ÜBUNGSTEXT |
• • •
Im Internet hatten sich die vom „Time“-Magazin gewürdigten Frauen und Männer unter dem Hashtag „#MeToo“ zusammengeschlossen. Weltweit schlossen sich Millionen Frauen der Internetaktion gegen sexuelle Übergriffe an. Viele von ihnen berichteten über sexuelle Belästigung und Vergewaltigungen. Angestoßen wurde die Kampagne von der US-Schauspielerin Alyssa Milano im Kurzbotschaftendienst Twitter als Reaktion auf die Missbrauchsvorwürfe gegen Weinstein.

Seit Anfang Oktober wurden so Vorwürfe wegen sexueller Übergriffe gegen namhafte Schauspieler, Politiker, Journalisten und andere Männer bekannt, darunter Schauspieler Kevin Spacey, Moderator Charlie Rose, Comedian Louis C. K. und Senator Al Franken. Auch in Österreich entfachte die Bewegung eine weitreichende Debatte über sexuelle Gewalt und Übergriffe, die zuletzt auch den heimischen Skiverband erreichten.

Im Vorjahr Trump ausgezeichnet

Zuletzt hatte das Magazin 2014 nicht eine einzelne Person, sondern eine Gruppe mit dem Titel ausgezeichnet. Damals wurden die Ärztinnen und Pfleger im Kampf gegen Ebola ausgezeichnet. Drei Jahre zuvor ging die Auszeichnung an „The Protester“ (der Demonstrant/die Demonstrantin). In den vergangenen zwei Jahren fielen die Entscheidungen des Magazins aber wieder konservativer aus. 2016 erging die Auszeichnung an den - damals noch designierten - US-Präsidenten Donald Trump, im Jahr davor an die deutsche Kanzlerin Angela Merkel.

Trump findet sich auch heuer auf einem „Stockerplatz“. Er kam in der Auswahlliste auf Platz zwei. Dahinter folgen Chinas Präsident Xi Jinping und FBI-Sonderermittler Robert Mueller, der eine mögliche russische Beeinflussung der US-Wahl 2016 untersucht. Auf Platz fünf landete Nordkoreas Führer Kim Jong Un, gefolgt von Football-Spieler Colin Kaepernick, der mit kniendem Protest während der US-Hymne eine Bewegung auslöste. Platz sechs der Shortlist ging an „Wonder Woman“-Regisseurin Patty Jenkins.

Die „Time“-Redaktion würdigt seit 1927 die einflussreichsten Persönlichkeiten des Weltgeschehens. Nicht immer muss das aber einer positiven Wertung gleichkommen. 1938 wurde etwa Adolf Hitler zur Person des Jahres gewählt.
• • •
BEREITGESTELLTE DATEN |
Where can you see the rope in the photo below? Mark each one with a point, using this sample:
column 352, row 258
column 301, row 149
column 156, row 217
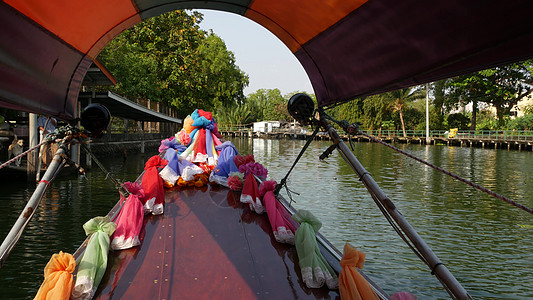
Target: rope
column 121, row 188
column 21, row 155
column 283, row 181
column 477, row 186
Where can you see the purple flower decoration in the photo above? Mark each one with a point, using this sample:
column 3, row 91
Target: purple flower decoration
column 255, row 168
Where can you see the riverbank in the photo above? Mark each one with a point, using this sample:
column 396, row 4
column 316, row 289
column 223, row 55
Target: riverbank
column 512, row 140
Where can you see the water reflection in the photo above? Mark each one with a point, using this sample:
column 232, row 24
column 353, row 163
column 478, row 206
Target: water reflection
column 478, row 237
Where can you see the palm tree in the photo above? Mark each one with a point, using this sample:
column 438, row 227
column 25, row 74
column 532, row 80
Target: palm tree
column 403, row 96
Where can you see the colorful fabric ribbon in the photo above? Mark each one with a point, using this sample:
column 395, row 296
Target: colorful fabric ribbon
column 250, row 194
column 94, row 261
column 58, row 279
column 315, row 270
column 130, row 219
column 282, row 227
column 153, row 187
column 225, row 165
column 352, row 285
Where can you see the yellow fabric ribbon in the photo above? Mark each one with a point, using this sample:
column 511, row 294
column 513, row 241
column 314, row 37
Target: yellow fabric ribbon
column 352, row 285
column 58, row 280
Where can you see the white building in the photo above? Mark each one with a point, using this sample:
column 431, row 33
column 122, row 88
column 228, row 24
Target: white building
column 266, row 126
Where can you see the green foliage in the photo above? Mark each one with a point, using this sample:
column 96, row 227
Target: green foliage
column 459, row 121
column 270, row 105
column 501, row 87
column 169, row 59
column 263, row 105
column 235, row 115
column 522, row 123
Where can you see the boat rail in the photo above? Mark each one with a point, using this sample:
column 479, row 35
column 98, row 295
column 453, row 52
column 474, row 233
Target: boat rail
column 398, row 221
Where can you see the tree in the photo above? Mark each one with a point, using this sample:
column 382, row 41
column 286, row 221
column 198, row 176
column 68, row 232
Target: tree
column 270, row 105
column 501, row 87
column 400, row 99
column 170, row 59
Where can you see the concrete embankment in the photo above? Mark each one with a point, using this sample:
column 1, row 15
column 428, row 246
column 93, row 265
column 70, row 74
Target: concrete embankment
column 121, row 144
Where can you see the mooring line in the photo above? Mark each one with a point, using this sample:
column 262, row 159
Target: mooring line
column 477, row 186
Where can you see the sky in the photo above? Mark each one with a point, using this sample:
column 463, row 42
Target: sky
column 267, row 61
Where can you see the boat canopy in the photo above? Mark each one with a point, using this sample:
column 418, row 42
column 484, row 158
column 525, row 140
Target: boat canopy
column 348, row 48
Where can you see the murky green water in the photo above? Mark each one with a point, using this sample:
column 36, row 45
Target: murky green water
column 485, row 242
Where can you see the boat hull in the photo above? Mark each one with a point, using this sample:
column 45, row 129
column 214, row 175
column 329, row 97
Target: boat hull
column 206, row 245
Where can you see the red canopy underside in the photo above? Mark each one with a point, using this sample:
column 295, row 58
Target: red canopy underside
column 348, row 48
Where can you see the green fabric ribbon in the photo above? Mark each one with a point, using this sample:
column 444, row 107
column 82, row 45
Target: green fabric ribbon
column 315, row 270
column 94, row 261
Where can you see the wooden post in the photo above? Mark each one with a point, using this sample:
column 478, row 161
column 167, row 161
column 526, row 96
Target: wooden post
column 388, row 207
column 33, row 140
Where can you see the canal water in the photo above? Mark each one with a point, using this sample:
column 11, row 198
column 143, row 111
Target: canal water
column 486, row 243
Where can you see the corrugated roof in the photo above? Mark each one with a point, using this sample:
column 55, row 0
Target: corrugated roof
column 122, row 107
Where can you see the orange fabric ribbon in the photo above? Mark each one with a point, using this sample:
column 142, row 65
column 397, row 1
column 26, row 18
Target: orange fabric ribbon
column 58, row 280
column 352, row 285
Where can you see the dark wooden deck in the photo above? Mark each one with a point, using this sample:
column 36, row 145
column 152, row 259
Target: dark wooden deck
column 207, row 245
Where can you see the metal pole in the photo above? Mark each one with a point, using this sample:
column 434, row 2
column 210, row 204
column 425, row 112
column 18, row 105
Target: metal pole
column 427, row 115
column 25, row 216
column 432, row 260
column 34, row 140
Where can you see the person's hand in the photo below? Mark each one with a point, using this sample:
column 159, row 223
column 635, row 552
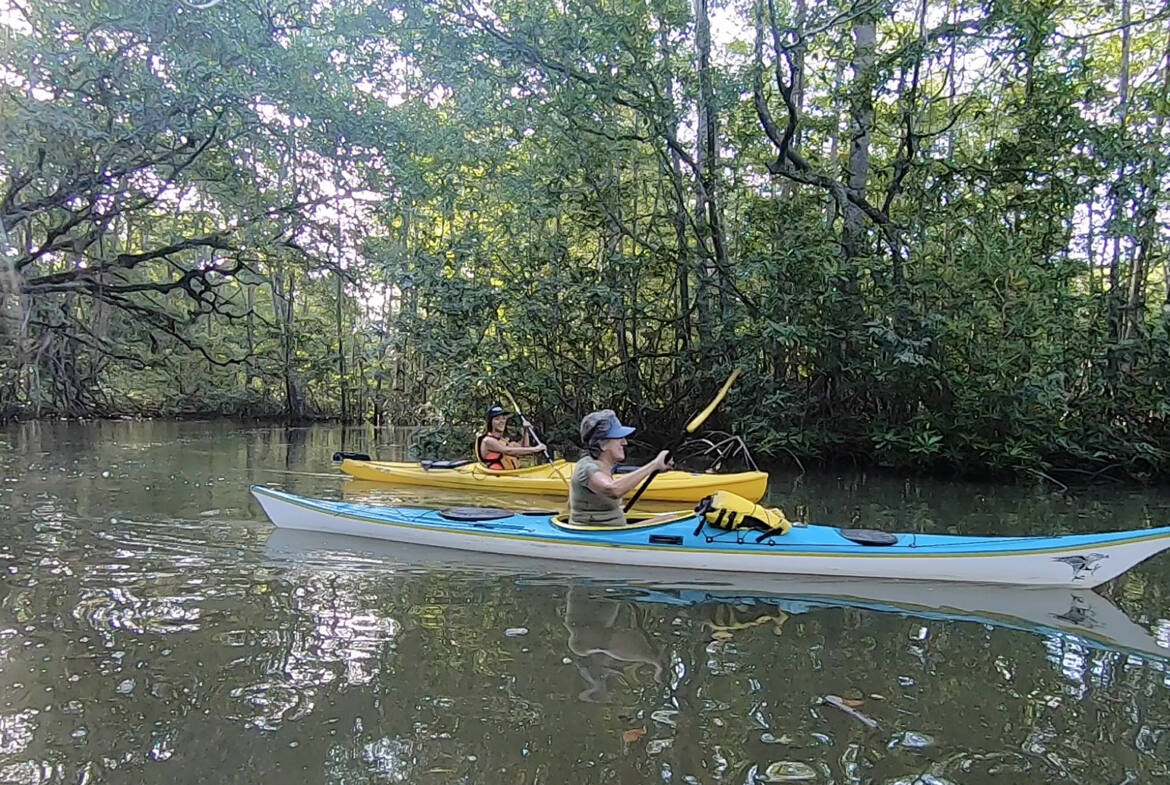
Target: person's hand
• • •
ARBEITSAUFTRAG |
Bitte bearbeiten Sie den Übungstext ab „Im Vorjahr Trump“ bis einschließlich „Kanzlerin Angela Merkel.“ und geben Sie diesen Abschnitt wieder. Setzen Sie dabei „Malaria“ an die Stelle von „Ebola“.

SCHRIFTLICHE ANTWORT |
Im Vorjahr Trump ausgezeichnet

Zuletzt hatte das Magazin 2014 nicht eine einzelne Person, sondern eine Gruppe mit dem Titel ausgezeichnet. Damals wurden die Ärztinnen und Pfleger im Kampf gegen Malaria ausgezeichnet. Drei Jahre zuvor ging die Auszeichnung an „The Protester“ (der Demonstrant/die Demonstrantin). In den vergangenen zwei Jahren fielen die Entscheidungen des Magazins aber wieder konservativer aus. 2016 erging die Auszeichnung an den - damals noch designierten - US-Präsidenten Donald Trump, im Jahr davor an die deutsche Kanzlerin Angela Merkel.